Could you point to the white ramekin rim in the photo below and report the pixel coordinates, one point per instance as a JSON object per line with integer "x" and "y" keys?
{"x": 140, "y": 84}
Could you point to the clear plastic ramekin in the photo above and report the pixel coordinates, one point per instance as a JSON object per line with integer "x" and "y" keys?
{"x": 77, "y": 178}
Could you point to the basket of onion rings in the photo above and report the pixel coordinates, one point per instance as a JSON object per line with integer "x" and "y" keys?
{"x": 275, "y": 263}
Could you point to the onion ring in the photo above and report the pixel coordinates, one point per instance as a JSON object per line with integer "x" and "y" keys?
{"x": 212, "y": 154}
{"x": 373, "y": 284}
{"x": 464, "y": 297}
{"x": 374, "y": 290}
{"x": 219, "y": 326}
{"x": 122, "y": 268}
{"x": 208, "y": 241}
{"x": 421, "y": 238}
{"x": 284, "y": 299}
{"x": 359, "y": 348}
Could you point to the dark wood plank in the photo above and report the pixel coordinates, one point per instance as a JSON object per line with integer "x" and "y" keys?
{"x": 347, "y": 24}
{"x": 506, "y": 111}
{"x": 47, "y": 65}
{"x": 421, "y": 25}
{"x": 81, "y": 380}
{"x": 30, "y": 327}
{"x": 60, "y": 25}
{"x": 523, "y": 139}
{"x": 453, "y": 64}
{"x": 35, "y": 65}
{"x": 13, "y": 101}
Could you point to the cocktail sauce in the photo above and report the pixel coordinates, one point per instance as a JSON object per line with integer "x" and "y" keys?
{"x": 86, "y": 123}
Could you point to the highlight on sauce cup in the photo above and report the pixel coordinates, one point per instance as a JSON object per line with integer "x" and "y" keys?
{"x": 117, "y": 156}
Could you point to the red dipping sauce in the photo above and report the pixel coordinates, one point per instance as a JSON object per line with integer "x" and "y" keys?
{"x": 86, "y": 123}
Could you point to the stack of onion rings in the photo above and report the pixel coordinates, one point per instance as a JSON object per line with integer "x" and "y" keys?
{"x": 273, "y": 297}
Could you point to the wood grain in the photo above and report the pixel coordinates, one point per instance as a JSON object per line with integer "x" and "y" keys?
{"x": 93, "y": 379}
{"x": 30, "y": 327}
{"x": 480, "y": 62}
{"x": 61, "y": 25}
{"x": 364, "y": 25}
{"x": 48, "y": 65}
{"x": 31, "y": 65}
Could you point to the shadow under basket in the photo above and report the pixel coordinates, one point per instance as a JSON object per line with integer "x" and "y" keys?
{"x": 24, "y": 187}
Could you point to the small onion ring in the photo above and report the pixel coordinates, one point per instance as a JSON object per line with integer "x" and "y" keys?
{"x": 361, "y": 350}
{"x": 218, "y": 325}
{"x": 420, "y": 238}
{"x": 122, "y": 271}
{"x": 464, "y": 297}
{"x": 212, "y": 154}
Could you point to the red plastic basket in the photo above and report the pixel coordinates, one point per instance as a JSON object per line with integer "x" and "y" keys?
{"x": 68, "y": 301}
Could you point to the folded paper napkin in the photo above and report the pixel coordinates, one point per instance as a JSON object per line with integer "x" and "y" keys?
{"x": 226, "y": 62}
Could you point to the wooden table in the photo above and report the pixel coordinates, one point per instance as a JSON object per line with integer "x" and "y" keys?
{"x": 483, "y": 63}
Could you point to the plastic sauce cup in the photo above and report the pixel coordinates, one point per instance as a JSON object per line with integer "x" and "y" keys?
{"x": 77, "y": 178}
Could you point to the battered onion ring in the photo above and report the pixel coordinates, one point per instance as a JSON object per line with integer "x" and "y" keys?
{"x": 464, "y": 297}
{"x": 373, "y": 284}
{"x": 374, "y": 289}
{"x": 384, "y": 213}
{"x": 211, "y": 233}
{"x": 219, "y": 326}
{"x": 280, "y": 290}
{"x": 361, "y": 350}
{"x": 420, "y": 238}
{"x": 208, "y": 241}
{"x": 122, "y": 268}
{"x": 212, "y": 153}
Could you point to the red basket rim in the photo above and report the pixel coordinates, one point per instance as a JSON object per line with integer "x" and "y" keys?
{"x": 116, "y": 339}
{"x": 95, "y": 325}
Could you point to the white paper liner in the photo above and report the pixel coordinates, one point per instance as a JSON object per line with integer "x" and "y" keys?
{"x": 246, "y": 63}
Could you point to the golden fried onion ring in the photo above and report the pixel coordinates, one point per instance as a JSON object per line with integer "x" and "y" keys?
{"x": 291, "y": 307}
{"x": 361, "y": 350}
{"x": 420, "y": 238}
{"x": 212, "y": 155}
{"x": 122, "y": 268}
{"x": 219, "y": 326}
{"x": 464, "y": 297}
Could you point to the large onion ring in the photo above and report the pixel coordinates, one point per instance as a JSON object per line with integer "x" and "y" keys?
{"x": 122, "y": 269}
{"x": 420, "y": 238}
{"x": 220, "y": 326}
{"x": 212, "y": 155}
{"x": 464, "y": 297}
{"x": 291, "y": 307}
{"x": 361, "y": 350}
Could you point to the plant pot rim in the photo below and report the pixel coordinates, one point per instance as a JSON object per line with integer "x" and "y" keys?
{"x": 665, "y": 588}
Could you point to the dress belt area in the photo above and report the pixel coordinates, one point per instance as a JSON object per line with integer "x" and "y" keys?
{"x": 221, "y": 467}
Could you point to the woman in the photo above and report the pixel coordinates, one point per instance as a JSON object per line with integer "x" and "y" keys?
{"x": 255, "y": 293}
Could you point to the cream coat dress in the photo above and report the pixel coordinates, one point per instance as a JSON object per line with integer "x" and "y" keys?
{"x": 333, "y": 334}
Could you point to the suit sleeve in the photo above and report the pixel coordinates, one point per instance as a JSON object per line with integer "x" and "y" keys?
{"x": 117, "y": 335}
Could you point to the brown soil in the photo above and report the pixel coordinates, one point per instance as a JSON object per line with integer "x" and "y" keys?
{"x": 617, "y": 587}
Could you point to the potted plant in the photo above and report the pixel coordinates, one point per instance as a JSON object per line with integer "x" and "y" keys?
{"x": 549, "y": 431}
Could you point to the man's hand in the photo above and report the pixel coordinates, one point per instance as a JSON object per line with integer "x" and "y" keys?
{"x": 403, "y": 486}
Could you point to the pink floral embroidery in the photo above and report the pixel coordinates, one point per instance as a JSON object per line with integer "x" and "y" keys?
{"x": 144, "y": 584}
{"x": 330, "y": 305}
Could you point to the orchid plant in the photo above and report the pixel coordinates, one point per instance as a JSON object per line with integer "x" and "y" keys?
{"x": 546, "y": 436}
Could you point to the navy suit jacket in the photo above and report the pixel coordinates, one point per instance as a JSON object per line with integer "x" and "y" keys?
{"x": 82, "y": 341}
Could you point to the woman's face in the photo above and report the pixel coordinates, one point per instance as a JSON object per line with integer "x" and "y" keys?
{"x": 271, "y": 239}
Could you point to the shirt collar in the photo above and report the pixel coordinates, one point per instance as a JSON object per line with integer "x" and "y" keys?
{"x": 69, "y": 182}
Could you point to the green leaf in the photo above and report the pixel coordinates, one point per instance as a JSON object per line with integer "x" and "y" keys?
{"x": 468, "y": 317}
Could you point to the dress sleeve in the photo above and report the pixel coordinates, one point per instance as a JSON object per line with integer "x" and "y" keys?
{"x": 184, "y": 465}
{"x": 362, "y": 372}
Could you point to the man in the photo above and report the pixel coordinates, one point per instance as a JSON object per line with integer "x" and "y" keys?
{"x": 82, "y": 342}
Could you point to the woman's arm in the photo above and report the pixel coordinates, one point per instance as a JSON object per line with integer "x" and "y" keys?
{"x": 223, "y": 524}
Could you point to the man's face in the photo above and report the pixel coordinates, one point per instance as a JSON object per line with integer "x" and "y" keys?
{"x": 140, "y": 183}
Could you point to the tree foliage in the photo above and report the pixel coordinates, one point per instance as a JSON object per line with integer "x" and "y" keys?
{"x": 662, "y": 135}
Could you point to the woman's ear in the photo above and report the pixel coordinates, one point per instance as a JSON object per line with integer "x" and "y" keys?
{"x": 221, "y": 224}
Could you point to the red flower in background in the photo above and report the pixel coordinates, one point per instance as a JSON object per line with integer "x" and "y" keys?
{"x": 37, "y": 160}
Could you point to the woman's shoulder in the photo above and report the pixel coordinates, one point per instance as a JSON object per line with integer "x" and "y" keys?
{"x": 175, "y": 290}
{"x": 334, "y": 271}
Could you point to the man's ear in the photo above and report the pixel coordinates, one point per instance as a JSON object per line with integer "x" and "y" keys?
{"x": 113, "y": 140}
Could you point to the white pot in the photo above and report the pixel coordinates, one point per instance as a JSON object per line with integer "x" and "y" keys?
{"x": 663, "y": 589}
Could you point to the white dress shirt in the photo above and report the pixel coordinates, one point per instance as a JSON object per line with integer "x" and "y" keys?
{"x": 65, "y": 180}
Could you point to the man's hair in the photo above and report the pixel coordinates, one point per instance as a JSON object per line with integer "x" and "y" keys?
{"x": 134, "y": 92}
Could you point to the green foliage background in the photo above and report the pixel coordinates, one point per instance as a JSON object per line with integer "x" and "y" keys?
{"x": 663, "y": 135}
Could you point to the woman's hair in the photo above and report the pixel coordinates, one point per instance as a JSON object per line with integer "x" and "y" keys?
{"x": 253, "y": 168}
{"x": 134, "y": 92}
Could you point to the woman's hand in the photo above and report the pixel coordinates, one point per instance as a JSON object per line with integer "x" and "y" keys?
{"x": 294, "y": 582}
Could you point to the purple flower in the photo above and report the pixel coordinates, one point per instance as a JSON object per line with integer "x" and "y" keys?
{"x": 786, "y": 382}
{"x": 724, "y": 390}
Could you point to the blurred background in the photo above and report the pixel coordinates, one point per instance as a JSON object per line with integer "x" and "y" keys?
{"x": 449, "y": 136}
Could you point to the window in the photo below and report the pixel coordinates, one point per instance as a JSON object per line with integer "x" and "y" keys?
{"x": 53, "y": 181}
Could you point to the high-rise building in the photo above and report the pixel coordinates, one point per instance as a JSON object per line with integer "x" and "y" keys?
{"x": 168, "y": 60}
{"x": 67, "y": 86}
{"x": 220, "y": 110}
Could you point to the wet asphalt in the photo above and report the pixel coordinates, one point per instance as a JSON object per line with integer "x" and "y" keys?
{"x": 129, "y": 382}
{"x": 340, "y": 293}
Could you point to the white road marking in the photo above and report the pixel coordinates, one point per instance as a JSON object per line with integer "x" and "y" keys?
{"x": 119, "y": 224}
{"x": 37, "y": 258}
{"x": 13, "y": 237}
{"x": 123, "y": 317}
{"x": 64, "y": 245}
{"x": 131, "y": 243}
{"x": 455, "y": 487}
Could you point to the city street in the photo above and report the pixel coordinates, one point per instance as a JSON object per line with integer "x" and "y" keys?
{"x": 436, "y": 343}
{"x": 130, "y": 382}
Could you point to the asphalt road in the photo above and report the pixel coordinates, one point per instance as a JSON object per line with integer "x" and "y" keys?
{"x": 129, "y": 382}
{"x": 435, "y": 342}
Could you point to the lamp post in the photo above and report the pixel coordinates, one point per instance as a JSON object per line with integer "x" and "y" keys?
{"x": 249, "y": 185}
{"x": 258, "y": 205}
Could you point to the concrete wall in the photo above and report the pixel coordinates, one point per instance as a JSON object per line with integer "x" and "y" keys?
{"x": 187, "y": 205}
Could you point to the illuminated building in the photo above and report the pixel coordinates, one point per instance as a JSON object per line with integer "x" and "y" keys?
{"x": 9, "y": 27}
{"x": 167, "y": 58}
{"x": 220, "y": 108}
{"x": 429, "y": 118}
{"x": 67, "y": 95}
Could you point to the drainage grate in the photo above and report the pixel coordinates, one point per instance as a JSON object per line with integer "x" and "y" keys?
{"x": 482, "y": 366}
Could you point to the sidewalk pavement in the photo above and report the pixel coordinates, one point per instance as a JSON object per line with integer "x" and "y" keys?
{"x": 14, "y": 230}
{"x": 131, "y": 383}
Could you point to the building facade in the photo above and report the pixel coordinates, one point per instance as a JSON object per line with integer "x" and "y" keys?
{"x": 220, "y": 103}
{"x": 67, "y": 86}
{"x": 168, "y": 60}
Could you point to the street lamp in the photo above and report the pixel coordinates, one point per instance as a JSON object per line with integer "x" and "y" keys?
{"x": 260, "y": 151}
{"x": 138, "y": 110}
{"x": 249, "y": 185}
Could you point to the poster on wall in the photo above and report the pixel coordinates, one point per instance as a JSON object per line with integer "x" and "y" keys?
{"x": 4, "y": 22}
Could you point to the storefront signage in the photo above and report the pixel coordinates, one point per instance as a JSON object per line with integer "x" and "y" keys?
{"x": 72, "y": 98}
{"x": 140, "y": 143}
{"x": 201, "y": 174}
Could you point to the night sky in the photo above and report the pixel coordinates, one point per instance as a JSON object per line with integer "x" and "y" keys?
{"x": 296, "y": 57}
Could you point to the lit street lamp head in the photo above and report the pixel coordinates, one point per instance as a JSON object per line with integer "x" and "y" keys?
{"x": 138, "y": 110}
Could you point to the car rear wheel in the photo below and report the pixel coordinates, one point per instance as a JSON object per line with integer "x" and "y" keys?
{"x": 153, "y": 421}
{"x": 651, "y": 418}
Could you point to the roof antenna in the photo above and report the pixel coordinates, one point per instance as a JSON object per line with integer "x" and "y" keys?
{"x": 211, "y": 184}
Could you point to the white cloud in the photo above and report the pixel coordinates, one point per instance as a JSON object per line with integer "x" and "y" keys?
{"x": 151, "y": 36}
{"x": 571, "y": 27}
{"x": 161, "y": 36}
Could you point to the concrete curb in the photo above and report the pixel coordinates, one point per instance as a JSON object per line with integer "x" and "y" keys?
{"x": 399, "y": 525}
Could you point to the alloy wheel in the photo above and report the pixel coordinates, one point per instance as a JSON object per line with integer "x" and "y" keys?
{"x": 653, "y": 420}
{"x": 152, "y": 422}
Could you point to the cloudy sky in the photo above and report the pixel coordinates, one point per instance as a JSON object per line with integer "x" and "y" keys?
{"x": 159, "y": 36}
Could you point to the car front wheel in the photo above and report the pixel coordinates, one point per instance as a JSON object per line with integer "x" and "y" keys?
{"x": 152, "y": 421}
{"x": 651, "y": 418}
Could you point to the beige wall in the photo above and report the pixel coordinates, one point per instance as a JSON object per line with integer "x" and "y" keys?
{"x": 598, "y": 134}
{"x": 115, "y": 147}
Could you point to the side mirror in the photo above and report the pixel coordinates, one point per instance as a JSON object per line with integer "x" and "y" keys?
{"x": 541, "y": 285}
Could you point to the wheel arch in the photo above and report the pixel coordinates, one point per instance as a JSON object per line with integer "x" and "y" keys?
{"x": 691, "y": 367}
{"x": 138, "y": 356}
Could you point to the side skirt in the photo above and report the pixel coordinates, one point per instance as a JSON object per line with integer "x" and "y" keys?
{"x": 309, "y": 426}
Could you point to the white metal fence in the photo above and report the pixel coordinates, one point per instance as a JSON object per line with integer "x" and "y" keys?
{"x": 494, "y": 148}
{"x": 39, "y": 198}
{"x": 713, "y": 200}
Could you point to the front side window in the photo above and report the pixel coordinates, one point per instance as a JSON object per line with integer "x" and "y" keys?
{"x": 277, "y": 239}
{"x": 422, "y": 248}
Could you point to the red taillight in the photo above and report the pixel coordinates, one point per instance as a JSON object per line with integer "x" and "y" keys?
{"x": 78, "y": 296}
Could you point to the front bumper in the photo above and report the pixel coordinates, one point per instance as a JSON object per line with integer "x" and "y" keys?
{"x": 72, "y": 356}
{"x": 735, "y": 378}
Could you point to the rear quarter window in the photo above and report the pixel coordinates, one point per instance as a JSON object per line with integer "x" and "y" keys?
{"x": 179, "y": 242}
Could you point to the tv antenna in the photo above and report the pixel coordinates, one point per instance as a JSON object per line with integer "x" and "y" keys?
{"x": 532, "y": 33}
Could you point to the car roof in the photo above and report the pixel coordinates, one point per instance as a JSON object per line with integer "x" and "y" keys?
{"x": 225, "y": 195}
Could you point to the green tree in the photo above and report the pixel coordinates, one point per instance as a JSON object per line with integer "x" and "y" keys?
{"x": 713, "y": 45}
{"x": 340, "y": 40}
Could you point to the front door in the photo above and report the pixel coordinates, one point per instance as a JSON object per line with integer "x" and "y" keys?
● ● ●
* What you are asked to do
Write out the line containing "Could you point to the green tree" and every line after it through the end of the entries. Keep each one exactly as it is, and add nothing.

* Answer for the task
Could you point to the green tree in the photo above and report the pixel coordinates, one point per instance as a JSON object per line with integer "x" and "y" keys?
{"x": 713, "y": 45}
{"x": 340, "y": 40}
Could you point to the front door in the photo above and report the pixel coordinates, one point per instance as a JSON object per line with integer "x" and "y" keys?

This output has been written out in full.